But the common man says it’s “a set of prescriptive notions about how to use English”.

Technically speaking, grammar is a set of rubber-necked rules defining the ways to combine different words in order to make sentences or accents/intonations; for instance; criterion/ criteria or dove/dived or strove/strived, how to use adverbials etc.

Grammar doesn’t class misspelling as grammatical error.

Technical definition of grammar excludes everything that makes some careful users reach for Prozac.

Things need your about know to you grammar

Your grammar is good enough (i.e. syntax) to put the above in the right order. You are brilliant!

You are against “verbing” nouns (eg “to interface”) is not grammar. We consider it a stylistic preference; purists disagree with barely concealed homicidal thoughts.

Bad speling [sic] a word is not grammer [sic]. It’s laziness or arrogance. Have you ever made a spelling mistake?

If a person born and bred north of Birmingham UK says “it were her fault”, or someone from Wales says “I is done”, it is not bad grammar. It is unusual use, which is not the same.

All new expressions or words are neither good nor bad. You may dislike them, but it’s nothing to do with grammar. You’re with me, bae?

If someone uses “nonplussed” to mean “not fussed or bothered”, that has nothing to do with grammar: it is a word in the process of changing meaning. It was taken from Latin to mean: To put at a loss as to what to think, say, or do; bewilder. But it’s different now.

If you don’t appreciate the way someone pronounces a word, it’s your problem. It’s definitely not grammar.

Grammar interpretation was invented to mark the social status of a person. An early, 1892 quotation about aitch-dropping shows how unjust such divide could/can be: “A very fine young man, but evidently a nobody, inasmuch as he dropped his aitches and so on.” (Rolf Boldrewood, Nevermore, 1892.) To oppose the above, Terry Eagleton says: “Dropping your aitches in Knightsbridge probably counts as a deviation, whereas it is normative in parts of Lancashire.” (How to Read a Poem, 2007.)

- _DATA PROVIDED_:

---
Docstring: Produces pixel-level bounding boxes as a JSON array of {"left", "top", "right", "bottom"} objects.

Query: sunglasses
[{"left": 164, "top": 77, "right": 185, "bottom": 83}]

- _TASK SET_:
1. Could you repeat the passage on grammar, starting with "Grammar doesn’t class" and going on through "You are brilliant!", swapping "Prozac" for "aspirin"?
2. How would the piece on grammar go on after its final sentence? Write the next part.

- _RESULTS FOR EACH TASK_:
1.
Grammar doesn’t class misspelling as grammatical error.

Technical definition of grammar excludes everything that makes some careful users reach for aspirin.

Things need your about know to you grammar

Your grammar is good enough (i.e. syntax) to put the above in the right order. You are brilliant!

2.
If you hear a true Londoner exhale his aitches, (as in I’ll (h)ave (h)alf a pint of bitter, please) please write to me at once.

One particular example illustrates the arbitrariness of pre/proscriptions. American editors get very red in the face if a food, diet, etc is described as “healthy”, insisting that only “healthful” is correct.

The (false) reasoning behind this is that if you define “healthy” as “in good health”, it applies, by definition, only to people. Broccoli cannot be healthy – as far as we know, but then we don’t speak “Broccoli” – enjoy rude good health, and therefore another word is required.

“Healthful” is the older word but “healthy” has meant “conducive to good health” since time immemorial.

Banning it ignores a productive feature of English: the transferred epithet. You can apply “sad” both to people and to what makes them sad.

Many other words behave similarly: to exclude “healthy” would be plain stupid.

By interpreting “grammar” as our entire language system, we celebrate the ingenuity of human psyche in developing it, and the myriad ways in which it contributes to improve social communication.

So let’s be happy that everyone knows the grammar of their mother tongue (or several), even if they can’t formulate its genuine rules.

Who cares what preterit is if you’re used to it and can use it to say what you want?